Dataset excerpt
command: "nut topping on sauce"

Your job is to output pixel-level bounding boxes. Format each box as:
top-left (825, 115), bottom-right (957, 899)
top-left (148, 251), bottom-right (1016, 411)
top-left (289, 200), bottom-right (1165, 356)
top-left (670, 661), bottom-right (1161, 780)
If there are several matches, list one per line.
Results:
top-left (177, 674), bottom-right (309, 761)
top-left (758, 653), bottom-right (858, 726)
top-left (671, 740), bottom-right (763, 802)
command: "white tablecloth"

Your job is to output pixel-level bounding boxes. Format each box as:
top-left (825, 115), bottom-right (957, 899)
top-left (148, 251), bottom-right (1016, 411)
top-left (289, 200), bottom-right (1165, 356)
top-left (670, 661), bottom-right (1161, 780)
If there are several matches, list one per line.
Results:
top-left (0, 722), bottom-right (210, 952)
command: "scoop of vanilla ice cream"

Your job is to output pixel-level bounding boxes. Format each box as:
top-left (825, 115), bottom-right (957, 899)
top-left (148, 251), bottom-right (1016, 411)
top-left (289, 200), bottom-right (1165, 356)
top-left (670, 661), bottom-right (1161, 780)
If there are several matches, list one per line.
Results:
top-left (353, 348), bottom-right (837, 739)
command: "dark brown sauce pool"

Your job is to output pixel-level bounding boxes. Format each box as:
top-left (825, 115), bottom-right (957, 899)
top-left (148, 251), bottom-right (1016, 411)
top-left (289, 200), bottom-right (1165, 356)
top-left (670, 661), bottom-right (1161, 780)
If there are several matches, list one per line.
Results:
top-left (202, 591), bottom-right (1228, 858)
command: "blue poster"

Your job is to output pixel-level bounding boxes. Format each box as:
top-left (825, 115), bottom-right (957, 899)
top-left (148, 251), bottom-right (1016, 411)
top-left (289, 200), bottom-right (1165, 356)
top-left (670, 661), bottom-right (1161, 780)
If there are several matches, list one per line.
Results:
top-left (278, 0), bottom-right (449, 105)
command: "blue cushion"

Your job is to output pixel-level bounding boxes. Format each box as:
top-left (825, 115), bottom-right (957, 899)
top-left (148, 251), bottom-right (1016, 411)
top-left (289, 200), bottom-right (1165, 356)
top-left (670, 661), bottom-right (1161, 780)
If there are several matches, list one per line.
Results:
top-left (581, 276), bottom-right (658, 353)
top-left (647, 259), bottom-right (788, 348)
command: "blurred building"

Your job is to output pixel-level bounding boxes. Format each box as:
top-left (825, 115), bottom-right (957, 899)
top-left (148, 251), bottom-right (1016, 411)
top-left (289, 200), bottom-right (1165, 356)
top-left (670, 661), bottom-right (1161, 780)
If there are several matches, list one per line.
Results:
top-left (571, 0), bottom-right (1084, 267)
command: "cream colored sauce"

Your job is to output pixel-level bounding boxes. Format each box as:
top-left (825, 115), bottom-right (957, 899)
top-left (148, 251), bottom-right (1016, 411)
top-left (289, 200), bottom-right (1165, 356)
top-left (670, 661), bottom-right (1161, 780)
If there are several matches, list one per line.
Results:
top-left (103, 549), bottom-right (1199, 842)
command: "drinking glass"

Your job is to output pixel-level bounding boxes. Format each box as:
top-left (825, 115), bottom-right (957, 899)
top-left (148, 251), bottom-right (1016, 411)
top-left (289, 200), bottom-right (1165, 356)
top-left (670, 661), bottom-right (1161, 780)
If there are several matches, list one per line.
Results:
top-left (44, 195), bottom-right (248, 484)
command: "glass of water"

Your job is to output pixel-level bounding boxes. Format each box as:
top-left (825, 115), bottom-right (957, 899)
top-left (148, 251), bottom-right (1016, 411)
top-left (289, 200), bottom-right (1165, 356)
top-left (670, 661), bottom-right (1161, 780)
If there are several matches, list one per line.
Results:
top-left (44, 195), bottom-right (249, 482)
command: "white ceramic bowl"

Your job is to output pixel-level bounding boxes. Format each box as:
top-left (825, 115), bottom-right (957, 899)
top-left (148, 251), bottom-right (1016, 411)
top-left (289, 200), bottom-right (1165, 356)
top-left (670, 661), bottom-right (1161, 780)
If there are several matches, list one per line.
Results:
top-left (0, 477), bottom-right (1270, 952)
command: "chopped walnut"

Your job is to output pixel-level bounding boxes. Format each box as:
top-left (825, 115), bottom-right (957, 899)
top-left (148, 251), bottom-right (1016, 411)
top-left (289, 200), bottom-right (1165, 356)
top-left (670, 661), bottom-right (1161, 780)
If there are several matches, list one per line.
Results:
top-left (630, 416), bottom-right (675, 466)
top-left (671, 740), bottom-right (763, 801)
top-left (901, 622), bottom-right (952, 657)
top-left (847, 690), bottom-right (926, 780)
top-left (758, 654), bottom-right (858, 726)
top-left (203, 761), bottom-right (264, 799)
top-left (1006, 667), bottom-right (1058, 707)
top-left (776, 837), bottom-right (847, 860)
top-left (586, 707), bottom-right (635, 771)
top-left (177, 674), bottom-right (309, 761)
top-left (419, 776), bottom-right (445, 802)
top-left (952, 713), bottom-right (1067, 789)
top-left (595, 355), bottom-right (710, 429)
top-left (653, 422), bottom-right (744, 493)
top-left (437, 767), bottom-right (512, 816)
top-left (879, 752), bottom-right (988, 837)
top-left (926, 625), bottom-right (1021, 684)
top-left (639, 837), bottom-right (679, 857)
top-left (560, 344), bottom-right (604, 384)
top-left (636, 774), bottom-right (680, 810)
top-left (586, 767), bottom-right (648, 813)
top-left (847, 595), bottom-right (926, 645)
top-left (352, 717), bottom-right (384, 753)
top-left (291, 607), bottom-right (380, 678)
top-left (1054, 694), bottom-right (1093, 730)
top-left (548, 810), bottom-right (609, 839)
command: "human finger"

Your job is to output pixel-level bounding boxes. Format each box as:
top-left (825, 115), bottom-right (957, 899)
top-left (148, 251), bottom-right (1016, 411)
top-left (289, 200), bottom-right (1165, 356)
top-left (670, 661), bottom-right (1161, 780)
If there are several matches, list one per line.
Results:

• The task: Substitute "Predictions" for every occurrence of "Results" in the entries above, and reproduce all of them with every other line unchanged.

• Response:
command: "nut topping on sauce"

Your job is to output pixel-level bounding boxes. Format each box as:
top-left (825, 115), bottom-right (957, 899)
top-left (148, 251), bottom-right (1016, 411)
top-left (289, 200), bottom-right (1165, 356)
top-left (670, 661), bottom-right (1161, 780)
If there are several matches, list one per line.
Predictions:
top-left (177, 674), bottom-right (309, 761)
top-left (758, 653), bottom-right (858, 726)
top-left (671, 740), bottom-right (763, 802)
command: "white tablecloth"

Your job is to output pixel-level bounding boxes. Format each box as:
top-left (825, 115), bottom-right (957, 899)
top-left (148, 251), bottom-right (1016, 411)
top-left (289, 200), bottom-right (1165, 356)
top-left (670, 661), bottom-right (1161, 780)
If there are several matches, list one per line.
Predictions:
top-left (0, 722), bottom-right (210, 952)
command: "scoop of vanilla ice cream"

Your job is to output pixel-level bounding boxes. Format each box as:
top-left (825, 115), bottom-right (957, 899)
top-left (148, 251), bottom-right (1016, 411)
top-left (289, 200), bottom-right (1165, 356)
top-left (670, 661), bottom-right (1161, 780)
If there are several matches, list one per line.
Predictions:
top-left (353, 348), bottom-right (837, 739)
command: "dark brown sauce pool"

Your job is to output pixel-level bounding boxes. Format each box as:
top-left (825, 115), bottom-right (957, 899)
top-left (148, 251), bottom-right (1016, 411)
top-left (289, 200), bottom-right (1165, 356)
top-left (670, 661), bottom-right (1161, 780)
If there are several matches, list one per line.
Predictions:
top-left (202, 591), bottom-right (1228, 858)
command: "blue poster"

Your job is to output pixel-level bounding boxes. Format each box as:
top-left (825, 115), bottom-right (957, 899)
top-left (148, 251), bottom-right (1016, 411)
top-left (289, 200), bottom-right (1165, 356)
top-left (670, 661), bottom-right (1161, 780)
If there are several matches, list one per line.
Predictions:
top-left (278, 0), bottom-right (449, 105)
command: "blue cushion"

Your job is to output pixel-level bounding boxes. Format each box as:
top-left (825, 115), bottom-right (957, 899)
top-left (148, 251), bottom-right (1016, 411)
top-left (289, 200), bottom-right (1165, 356)
top-left (670, 661), bottom-right (1161, 780)
If there are several matches, list one per line.
Predictions:
top-left (581, 276), bottom-right (658, 353)
top-left (647, 259), bottom-right (788, 348)
command: "blurred building"

Your job is to output pixel-level bounding boxes. Format each box as:
top-left (825, 115), bottom-right (957, 899)
top-left (148, 251), bottom-right (1016, 411)
top-left (289, 200), bottom-right (1165, 356)
top-left (670, 661), bottom-right (1161, 780)
If there are several matches, list one per line.
Predictions:
top-left (571, 0), bottom-right (1084, 267)
command: "cream colored sauce"

Your job is to output pixel-level bounding boxes. Format each box as:
top-left (825, 115), bottom-right (957, 899)
top-left (148, 251), bottom-right (1016, 411)
top-left (289, 200), bottom-right (1165, 356)
top-left (670, 661), bottom-right (1161, 780)
If there are several matches, list one per line.
Predictions:
top-left (103, 549), bottom-right (1199, 842)
command: "drinking glass"

Your job is to output pixel-level bounding boxes. Format each box as:
top-left (825, 115), bottom-right (957, 899)
top-left (148, 251), bottom-right (1016, 411)
top-left (289, 200), bottom-right (1165, 356)
top-left (670, 661), bottom-right (1161, 780)
If there are several matches, list one per line.
Predictions:
top-left (44, 195), bottom-right (248, 484)
command: "glass of water"

Your job is to output pixel-level bounding boxes. Format each box as:
top-left (825, 115), bottom-right (957, 899)
top-left (148, 251), bottom-right (1016, 411)
top-left (289, 200), bottom-right (1165, 356)
top-left (670, 661), bottom-right (1161, 780)
If there are several matches, list one per line.
Predictions:
top-left (44, 195), bottom-right (249, 482)
command: "white ceramic bowl"

Your job is to output pixel-level bounding boxes. Format each box as:
top-left (825, 115), bottom-right (957, 899)
top-left (148, 251), bottom-right (1016, 411)
top-left (289, 200), bottom-right (1165, 356)
top-left (670, 661), bottom-right (1161, 780)
If there are several matches, list one per line.
Predictions:
top-left (0, 477), bottom-right (1270, 952)
command: "chopped walnut"

Your job is to output pixel-level bounding boxes. Format each box as:
top-left (825, 115), bottom-right (957, 899)
top-left (148, 251), bottom-right (1016, 411)
top-left (289, 200), bottom-right (1165, 356)
top-left (670, 661), bottom-right (1161, 780)
If there are several matches, list one per line.
Predictions:
top-left (630, 416), bottom-right (675, 466)
top-left (671, 740), bottom-right (763, 801)
top-left (901, 622), bottom-right (952, 657)
top-left (847, 690), bottom-right (926, 780)
top-left (758, 654), bottom-right (858, 726)
top-left (203, 761), bottom-right (264, 799)
top-left (1006, 667), bottom-right (1058, 707)
top-left (776, 837), bottom-right (847, 860)
top-left (586, 707), bottom-right (635, 771)
top-left (177, 674), bottom-right (309, 761)
top-left (419, 776), bottom-right (445, 802)
top-left (952, 713), bottom-right (1067, 789)
top-left (595, 355), bottom-right (710, 429)
top-left (653, 422), bottom-right (744, 493)
top-left (437, 767), bottom-right (512, 816)
top-left (879, 752), bottom-right (988, 837)
top-left (926, 625), bottom-right (1021, 684)
top-left (639, 837), bottom-right (679, 857)
top-left (560, 344), bottom-right (604, 384)
top-left (636, 774), bottom-right (680, 810)
top-left (586, 767), bottom-right (648, 813)
top-left (847, 595), bottom-right (926, 645)
top-left (352, 717), bottom-right (384, 753)
top-left (291, 607), bottom-right (380, 678)
top-left (1054, 694), bottom-right (1093, 730)
top-left (548, 810), bottom-right (609, 839)
command: "human finger"

Your job is to output pixel-level bounding boxes. Format each box as:
top-left (825, 115), bottom-right (957, 899)
top-left (148, 251), bottom-right (1016, 411)
top-left (289, 200), bottom-right (1165, 356)
top-left (670, 661), bottom-right (1161, 780)
If there are several matches, list one per line.
Predictions:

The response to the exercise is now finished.